• QUESTIONS TO ANSWER:
a - Please reproduce the part of the limited data set text that opens with the words containing "The Department solicited" and closes with "month and year.".
b - In the limited data set text, which three purposes was use or disclosure of the limited data set restricted to under the proposal?
c - Translate this sentence from the limited data set text into Spanish: "The proposed limited data set could include the following identifiable information: admission, discharge, and service dates; date of death; age (including age 90 or over); and five-digit zip code."

─── TEXT SEGMENT ───

The Department proposed limiting the use or disclosure of any such
limited data set to research, public health, and health care operations
purposes only.
From the de-identification safe harbor list of identifiers, we
proposed the following as direct identifiers that would have to
be removed from any limited data set: name, street address, telephone
and fax numbers, e-mail address, social security number, certificate/
license number, vehicle identifiers and serial numbers, URLs and
IP addresses, and full face photos and any other comparable images.
The proposed limited data set could include the following identifiable
information: admission, discharge, and service dates; date of death;
age (including age 90 or over); and five-digit zip code.
The Department solicited comment on whether one or more other geographic
units smaller than State, such as city, county, precinct, neighborhood
or other unit, would be needed in addition to, or be preferable
to, the five-digit zip code. In addition, to address concerns raised
by commenters regarding access to birth date for research or other
studies relating to young children or infants, the Department clarified
that the Privacy Rule de-identification safe harbor allows disclosure
of the age of an individual, including age expressed in months,
days, or hours. Given that the limited data set could include all
ages, including age in months, days, or hours (if preferable), the
Department requested comment on whether date of birth would be needed
and, if so, whether the entire date would be needed, or just the
month and year.
In addition, to further protect privacy, the Department proposed
to condition the disclosure of the limited data set on covered entities
obtaining from the recipients a data use or similar agreement, in
which the recipient would agree to limit the use of the limited
data set to the purposes specified in the Privacy Rule, to limit
who can use or receive the data, and agree not to re-identify the
data or contact the individuals.
Overview of Public Comments
The following discussion provides an overview of the public comment
received on this proposal. Additional comments received on this
issue are discussed below in the section entitled, "Response
to Other Public Comments."
Almost all those who commented on this issue supported the basic
premise of the limited data set for research, public health, and
health care operations. Many of these commenters used the opportunity
to reiterate their opposition to the safe harbor and statistical
de- identification methods, and some misinterpreted the limited
data set proposal as creating another safe-harbor form of de-identified
data. In general, commenters agreed with the list of direct identifiers
proposed in the preamble of the NPRM; some recommended changes.

─── EXTRACTED INFORMATION ───

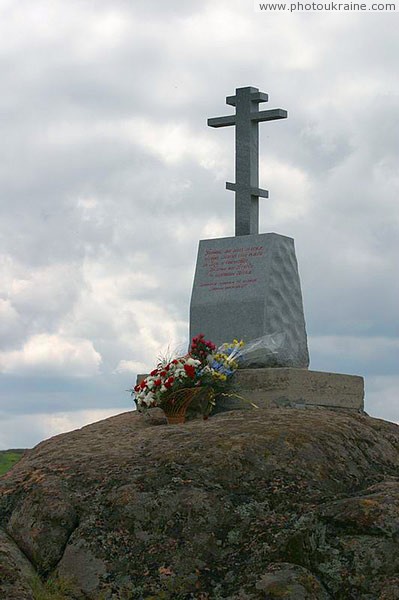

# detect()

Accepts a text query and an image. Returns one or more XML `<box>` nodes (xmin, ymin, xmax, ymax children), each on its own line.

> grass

<box><xmin>0</xmin><ymin>450</ymin><xmax>25</xmax><ymax>477</ymax></box>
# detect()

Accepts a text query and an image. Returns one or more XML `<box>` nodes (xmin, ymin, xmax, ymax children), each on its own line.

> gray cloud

<box><xmin>0</xmin><ymin>0</ymin><xmax>399</xmax><ymax>445</ymax></box>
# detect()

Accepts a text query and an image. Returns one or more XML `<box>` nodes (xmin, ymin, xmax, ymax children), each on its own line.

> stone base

<box><xmin>220</xmin><ymin>368</ymin><xmax>364</xmax><ymax>413</ymax></box>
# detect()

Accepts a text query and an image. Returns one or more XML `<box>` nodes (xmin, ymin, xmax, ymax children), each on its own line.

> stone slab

<box><xmin>215</xmin><ymin>368</ymin><xmax>364</xmax><ymax>412</ymax></box>
<box><xmin>190</xmin><ymin>233</ymin><xmax>309</xmax><ymax>368</ymax></box>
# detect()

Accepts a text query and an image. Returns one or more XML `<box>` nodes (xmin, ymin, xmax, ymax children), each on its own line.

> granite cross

<box><xmin>208</xmin><ymin>87</ymin><xmax>288</xmax><ymax>235</ymax></box>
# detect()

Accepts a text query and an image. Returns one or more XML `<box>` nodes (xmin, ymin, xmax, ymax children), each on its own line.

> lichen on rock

<box><xmin>0</xmin><ymin>409</ymin><xmax>399</xmax><ymax>600</ymax></box>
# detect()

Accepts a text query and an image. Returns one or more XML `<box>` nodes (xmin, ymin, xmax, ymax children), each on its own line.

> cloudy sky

<box><xmin>0</xmin><ymin>0</ymin><xmax>399</xmax><ymax>449</ymax></box>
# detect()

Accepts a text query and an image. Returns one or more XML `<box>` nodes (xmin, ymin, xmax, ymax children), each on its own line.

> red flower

<box><xmin>184</xmin><ymin>365</ymin><xmax>195</xmax><ymax>379</ymax></box>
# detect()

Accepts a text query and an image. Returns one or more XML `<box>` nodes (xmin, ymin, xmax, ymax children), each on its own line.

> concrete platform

<box><xmin>220</xmin><ymin>367</ymin><xmax>364</xmax><ymax>412</ymax></box>
<box><xmin>137</xmin><ymin>367</ymin><xmax>364</xmax><ymax>414</ymax></box>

───

• SOLUTIONS TO THE EXERCISE:
a -
The Department solicited comment on whether one or more other geographic
units smaller than State, such as city, county, precinct, neighborhood
or other unit, would be needed in addition to, or be preferable
to, the five-digit zip code. In addition, to address concerns raised
by commenters regarding access to birth date for research or other
studies relating to young children or infants, the Department clarified
that the Privacy Rule de-identification safe harbor allows disclosure
of the age of an individual, including age expressed in months,
days, or hours. Given that the limited data set could include all
ages, including age in months, days, or hours (if preferable), the
Department requested comment on whether date of birth would be needed
and, if so, whether the entire date would be needed, or just the
month and year.

b - Research, public health, and health care operations.

c - El conjunto limitado de datos propuesto podría incluir la siguiente información identificable: fechas de ingreso, de alta y de servicio; fecha de fallecimiento; edad (incluida la edad de 90 años o más); y código postal de cinco dígitos.